Set problem ▸
Can you turn every line of the items below into a numbered list, skipping any blank lines and leaving out the pictures?

========================

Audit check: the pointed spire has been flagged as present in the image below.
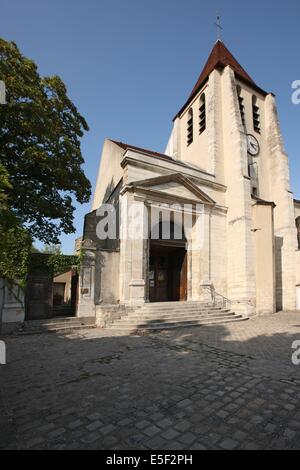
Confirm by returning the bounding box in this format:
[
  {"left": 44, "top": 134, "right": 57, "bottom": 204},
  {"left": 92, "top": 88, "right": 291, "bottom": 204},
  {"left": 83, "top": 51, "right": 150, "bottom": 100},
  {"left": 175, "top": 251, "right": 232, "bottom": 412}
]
[{"left": 190, "top": 39, "right": 255, "bottom": 98}]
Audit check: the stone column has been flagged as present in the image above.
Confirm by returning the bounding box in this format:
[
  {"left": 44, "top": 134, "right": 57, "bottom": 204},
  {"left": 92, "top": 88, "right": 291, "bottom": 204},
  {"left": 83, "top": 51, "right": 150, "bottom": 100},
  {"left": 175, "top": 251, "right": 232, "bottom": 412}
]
[
  {"left": 265, "top": 94, "right": 297, "bottom": 310},
  {"left": 77, "top": 240, "right": 96, "bottom": 317},
  {"left": 120, "top": 192, "right": 148, "bottom": 305},
  {"left": 222, "top": 67, "right": 255, "bottom": 316}
]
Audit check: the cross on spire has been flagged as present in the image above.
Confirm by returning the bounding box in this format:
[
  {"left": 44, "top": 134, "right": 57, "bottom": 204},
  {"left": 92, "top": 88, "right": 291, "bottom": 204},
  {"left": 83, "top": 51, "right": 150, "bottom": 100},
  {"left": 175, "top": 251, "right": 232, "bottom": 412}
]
[{"left": 215, "top": 13, "right": 223, "bottom": 41}]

========================

Exercise result ▸
1. Audit check: the pointed spire has been flagged as present in the image below.
2. Confirm by returning the bounding box in this format:
3. [
4.   {"left": 44, "top": 134, "right": 57, "bottom": 204},
5.   {"left": 92, "top": 88, "right": 291, "bottom": 204},
6.   {"left": 83, "top": 51, "right": 150, "bottom": 100},
7.   {"left": 175, "top": 251, "right": 232, "bottom": 412}
8. ]
9. [{"left": 190, "top": 39, "right": 255, "bottom": 98}]
10. Audit check: the stone column has been flagged as present in the image above.
11. Confirm by returning the bounding box in this format:
12. [
13.   {"left": 44, "top": 134, "right": 57, "bottom": 204},
14.   {"left": 92, "top": 88, "right": 291, "bottom": 204},
15.   {"left": 83, "top": 51, "right": 150, "bottom": 100},
16.   {"left": 175, "top": 251, "right": 232, "bottom": 412}
17. ]
18. [
19.   {"left": 265, "top": 94, "right": 297, "bottom": 310},
20.   {"left": 77, "top": 240, "right": 96, "bottom": 317},
21.   {"left": 120, "top": 192, "right": 148, "bottom": 305},
22.   {"left": 222, "top": 67, "right": 255, "bottom": 316}
23. ]
24. Audit check: the cross on spire has been flagged as present in the image above.
25. Confirm by returning the bounding box in this format:
26. [
27.   {"left": 44, "top": 134, "right": 57, "bottom": 204},
28.   {"left": 92, "top": 88, "right": 291, "bottom": 204},
29.   {"left": 83, "top": 51, "right": 150, "bottom": 100},
30.   {"left": 175, "top": 251, "right": 232, "bottom": 412}
31. ]
32. [{"left": 215, "top": 13, "right": 223, "bottom": 41}]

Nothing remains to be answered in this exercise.